EXERCISE INSTRUCTIONS:
Return verbatim every line from the first line of the data below to the line that contains "Target to segment: onion dome", inclusive, and no further.

Start of DATA UNDER STUDY

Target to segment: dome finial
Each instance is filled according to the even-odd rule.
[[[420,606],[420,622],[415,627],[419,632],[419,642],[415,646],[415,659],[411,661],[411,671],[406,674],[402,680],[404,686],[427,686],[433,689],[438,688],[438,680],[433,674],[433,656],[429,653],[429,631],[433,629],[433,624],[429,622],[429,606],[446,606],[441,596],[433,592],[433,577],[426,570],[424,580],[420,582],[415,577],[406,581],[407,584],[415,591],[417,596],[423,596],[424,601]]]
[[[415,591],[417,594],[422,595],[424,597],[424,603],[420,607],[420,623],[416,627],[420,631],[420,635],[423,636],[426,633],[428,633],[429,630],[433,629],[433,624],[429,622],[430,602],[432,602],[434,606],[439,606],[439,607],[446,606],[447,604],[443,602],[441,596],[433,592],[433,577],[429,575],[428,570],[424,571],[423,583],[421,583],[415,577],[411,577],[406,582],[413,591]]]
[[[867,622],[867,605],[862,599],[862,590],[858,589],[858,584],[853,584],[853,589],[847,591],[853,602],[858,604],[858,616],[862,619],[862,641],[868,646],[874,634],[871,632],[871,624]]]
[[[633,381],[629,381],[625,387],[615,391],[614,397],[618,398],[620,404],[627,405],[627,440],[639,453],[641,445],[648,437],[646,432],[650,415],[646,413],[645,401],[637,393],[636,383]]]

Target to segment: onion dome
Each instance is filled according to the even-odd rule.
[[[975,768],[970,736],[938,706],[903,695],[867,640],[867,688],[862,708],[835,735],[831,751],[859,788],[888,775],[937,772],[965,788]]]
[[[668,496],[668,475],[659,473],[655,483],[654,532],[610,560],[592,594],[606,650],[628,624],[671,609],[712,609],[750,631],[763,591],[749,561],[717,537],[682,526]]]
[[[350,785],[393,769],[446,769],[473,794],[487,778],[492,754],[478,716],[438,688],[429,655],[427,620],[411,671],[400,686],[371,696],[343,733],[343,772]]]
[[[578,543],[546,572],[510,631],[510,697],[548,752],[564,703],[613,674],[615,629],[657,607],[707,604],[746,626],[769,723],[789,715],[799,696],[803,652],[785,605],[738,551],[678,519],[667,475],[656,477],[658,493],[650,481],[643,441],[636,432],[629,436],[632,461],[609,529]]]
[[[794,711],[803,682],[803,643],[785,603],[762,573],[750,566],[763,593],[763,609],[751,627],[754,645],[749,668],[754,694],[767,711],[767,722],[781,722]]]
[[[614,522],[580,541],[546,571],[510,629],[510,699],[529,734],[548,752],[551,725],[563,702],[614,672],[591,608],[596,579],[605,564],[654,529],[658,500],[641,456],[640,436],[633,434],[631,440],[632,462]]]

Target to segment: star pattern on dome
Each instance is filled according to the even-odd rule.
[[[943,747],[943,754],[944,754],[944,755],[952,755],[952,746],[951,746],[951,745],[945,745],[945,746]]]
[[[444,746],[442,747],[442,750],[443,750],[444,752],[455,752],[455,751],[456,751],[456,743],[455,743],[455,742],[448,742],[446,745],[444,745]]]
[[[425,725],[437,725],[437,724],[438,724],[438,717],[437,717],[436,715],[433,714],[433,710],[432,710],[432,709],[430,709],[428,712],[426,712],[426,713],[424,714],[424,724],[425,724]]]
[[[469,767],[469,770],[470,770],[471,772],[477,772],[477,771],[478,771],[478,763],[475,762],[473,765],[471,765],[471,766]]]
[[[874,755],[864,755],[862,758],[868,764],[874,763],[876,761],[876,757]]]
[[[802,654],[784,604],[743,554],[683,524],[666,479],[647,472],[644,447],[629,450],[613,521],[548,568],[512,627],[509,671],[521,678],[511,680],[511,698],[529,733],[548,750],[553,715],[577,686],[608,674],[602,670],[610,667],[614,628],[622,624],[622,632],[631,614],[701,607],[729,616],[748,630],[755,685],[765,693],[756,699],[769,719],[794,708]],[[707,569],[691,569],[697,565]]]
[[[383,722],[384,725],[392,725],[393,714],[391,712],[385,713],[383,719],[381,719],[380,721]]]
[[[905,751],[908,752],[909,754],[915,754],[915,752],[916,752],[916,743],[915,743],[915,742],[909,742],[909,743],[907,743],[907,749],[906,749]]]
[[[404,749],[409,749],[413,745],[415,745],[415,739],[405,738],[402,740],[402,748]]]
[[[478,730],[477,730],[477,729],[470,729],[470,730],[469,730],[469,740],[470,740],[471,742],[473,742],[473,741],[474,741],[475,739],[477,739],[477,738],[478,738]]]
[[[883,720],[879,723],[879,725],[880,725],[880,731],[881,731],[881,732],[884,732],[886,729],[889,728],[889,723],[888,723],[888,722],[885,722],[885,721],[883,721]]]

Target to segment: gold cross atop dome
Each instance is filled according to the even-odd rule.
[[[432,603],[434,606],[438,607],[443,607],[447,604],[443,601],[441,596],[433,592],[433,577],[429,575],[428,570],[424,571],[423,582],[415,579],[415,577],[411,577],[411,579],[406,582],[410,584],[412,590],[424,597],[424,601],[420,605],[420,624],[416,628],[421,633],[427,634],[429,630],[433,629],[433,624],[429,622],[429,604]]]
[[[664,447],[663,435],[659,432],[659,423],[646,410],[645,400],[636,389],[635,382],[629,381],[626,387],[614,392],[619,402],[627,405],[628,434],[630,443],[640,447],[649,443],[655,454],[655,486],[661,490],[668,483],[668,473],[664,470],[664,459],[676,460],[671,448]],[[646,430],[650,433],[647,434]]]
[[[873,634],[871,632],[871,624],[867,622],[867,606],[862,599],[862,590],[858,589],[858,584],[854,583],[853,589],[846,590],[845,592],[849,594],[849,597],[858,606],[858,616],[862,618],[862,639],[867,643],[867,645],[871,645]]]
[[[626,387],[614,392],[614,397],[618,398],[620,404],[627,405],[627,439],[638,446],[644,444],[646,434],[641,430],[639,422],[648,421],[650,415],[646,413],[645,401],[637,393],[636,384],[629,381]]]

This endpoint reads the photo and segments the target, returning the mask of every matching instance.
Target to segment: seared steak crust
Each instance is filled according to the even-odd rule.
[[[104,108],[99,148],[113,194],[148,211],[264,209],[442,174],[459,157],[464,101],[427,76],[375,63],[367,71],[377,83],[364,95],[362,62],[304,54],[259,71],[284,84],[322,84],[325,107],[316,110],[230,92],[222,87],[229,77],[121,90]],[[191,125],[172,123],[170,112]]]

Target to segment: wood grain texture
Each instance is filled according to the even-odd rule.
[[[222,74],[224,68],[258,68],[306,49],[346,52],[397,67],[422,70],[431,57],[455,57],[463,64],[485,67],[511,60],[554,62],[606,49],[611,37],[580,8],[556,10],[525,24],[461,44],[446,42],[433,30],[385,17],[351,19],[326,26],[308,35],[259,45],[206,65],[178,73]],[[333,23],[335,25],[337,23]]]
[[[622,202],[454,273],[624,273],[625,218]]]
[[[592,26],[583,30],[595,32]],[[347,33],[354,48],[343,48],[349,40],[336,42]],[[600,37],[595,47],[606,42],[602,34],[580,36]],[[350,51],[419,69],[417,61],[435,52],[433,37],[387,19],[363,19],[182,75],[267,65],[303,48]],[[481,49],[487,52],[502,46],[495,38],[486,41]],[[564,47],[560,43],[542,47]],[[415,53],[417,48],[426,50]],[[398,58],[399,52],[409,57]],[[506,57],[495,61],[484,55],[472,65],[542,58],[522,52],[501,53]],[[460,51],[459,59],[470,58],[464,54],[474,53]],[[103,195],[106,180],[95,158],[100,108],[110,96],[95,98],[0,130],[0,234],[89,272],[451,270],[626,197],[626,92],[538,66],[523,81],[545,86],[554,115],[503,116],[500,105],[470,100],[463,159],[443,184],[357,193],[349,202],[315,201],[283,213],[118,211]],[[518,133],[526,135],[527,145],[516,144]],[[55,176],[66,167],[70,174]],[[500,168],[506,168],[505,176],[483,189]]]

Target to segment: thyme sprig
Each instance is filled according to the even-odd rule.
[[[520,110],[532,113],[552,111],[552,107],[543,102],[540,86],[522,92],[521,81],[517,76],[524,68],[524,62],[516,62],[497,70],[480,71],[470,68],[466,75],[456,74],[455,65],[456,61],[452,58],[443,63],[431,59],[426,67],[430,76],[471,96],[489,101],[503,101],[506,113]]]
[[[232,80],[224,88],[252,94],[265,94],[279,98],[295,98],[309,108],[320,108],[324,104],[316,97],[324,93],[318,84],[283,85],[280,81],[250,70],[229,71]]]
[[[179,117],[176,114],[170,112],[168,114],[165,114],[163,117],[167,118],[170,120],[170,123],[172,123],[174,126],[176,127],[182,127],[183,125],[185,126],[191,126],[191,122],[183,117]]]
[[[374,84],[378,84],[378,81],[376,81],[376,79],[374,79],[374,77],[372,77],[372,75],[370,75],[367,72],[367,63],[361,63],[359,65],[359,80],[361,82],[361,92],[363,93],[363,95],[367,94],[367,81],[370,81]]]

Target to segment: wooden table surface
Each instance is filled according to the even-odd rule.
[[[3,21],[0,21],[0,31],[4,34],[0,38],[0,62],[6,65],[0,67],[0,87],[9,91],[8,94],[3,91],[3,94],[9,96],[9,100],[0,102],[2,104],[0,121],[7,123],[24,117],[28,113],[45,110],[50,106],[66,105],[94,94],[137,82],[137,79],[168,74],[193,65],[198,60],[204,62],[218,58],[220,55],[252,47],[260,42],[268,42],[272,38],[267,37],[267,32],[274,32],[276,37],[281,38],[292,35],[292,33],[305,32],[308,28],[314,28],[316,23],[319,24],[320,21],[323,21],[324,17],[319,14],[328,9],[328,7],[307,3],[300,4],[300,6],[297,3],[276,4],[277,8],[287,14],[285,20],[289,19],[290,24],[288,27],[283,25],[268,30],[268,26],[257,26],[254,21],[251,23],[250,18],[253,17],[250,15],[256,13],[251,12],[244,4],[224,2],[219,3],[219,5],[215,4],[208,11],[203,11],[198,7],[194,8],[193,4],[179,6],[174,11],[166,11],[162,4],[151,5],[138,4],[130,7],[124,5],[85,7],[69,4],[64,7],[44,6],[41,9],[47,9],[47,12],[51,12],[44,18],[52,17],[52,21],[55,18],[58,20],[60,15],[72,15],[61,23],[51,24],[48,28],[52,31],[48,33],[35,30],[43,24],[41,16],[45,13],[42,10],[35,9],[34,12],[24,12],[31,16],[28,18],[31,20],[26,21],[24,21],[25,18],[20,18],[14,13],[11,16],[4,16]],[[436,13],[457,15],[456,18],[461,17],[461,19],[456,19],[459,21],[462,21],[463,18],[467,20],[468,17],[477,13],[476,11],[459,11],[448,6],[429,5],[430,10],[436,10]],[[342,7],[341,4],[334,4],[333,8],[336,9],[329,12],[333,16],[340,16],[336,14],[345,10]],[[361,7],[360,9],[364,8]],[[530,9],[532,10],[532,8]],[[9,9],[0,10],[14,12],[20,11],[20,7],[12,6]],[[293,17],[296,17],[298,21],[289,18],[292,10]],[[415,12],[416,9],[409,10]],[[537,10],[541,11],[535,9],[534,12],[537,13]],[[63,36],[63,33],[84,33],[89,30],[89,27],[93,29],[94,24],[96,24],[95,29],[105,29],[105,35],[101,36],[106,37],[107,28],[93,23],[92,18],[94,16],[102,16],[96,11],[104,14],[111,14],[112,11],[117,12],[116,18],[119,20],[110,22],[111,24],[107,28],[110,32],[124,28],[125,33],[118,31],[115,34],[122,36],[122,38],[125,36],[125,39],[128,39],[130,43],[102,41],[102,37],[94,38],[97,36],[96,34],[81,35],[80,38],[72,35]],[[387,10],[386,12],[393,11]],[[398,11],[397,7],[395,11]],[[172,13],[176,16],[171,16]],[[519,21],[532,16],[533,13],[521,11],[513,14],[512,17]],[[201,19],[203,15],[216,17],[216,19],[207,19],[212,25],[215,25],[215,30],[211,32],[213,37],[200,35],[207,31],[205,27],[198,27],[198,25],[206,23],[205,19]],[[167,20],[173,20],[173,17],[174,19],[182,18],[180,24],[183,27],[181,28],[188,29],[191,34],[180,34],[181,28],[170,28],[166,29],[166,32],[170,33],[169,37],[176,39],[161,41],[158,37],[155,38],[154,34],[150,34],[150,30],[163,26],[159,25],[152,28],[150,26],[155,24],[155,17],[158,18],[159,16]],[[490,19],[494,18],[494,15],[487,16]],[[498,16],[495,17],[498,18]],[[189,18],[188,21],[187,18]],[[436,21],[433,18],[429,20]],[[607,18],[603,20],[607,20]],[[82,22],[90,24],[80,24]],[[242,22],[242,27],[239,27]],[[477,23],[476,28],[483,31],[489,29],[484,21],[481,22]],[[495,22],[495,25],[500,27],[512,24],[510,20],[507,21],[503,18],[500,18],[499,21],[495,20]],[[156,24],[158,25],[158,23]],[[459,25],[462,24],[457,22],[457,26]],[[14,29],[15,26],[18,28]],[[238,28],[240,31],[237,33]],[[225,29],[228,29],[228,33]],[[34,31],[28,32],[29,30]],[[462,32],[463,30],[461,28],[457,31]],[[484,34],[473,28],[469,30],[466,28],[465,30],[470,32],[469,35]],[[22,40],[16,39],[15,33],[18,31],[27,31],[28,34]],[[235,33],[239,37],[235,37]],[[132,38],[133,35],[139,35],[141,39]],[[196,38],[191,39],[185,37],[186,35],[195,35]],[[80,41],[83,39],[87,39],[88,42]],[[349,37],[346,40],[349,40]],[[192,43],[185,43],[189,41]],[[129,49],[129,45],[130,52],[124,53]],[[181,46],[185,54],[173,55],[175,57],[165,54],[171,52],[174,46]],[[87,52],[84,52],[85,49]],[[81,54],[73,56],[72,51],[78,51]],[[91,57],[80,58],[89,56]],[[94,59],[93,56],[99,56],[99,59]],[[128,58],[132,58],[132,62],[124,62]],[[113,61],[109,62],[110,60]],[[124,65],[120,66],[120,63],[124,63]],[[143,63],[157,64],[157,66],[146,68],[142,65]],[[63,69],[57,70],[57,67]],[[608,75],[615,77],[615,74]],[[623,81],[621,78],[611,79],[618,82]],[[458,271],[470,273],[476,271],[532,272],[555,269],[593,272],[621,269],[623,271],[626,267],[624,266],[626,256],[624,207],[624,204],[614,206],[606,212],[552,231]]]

End of DATA UNDER STUDY

COMPLETED TASK:
Target to segment: dome finial
Each instance is filled according to the even-odd rule.
[[[420,606],[420,622],[415,627],[419,632],[419,642],[415,646],[415,659],[411,661],[411,671],[406,674],[402,680],[404,686],[427,686],[433,689],[438,688],[438,680],[433,674],[433,656],[429,653],[429,631],[433,629],[433,624],[429,622],[429,606],[446,606],[441,596],[433,592],[433,577],[426,570],[424,580],[420,582],[415,577],[406,581],[407,584],[415,591],[417,596],[423,596],[424,601]]]
[[[415,591],[417,594],[422,595],[424,597],[424,603],[420,607],[420,623],[416,627],[420,631],[420,635],[423,636],[426,633],[428,633],[429,630],[433,629],[433,624],[429,622],[430,602],[432,602],[434,606],[439,606],[439,607],[446,606],[447,604],[443,602],[441,596],[433,592],[433,577],[429,575],[428,570],[424,571],[423,583],[421,583],[415,577],[411,577],[406,582],[413,591]]]
[[[867,622],[867,605],[862,599],[862,590],[858,589],[858,584],[853,584],[853,589],[847,591],[853,602],[858,604],[858,616],[862,619],[862,641],[868,646],[874,634],[871,632],[871,624]]]
[[[633,381],[629,381],[625,387],[615,391],[614,397],[618,398],[620,404],[627,405],[627,440],[639,453],[641,445],[648,437],[646,432],[650,415],[646,413],[645,401],[637,393],[636,383]]]

Target to segment: onion dome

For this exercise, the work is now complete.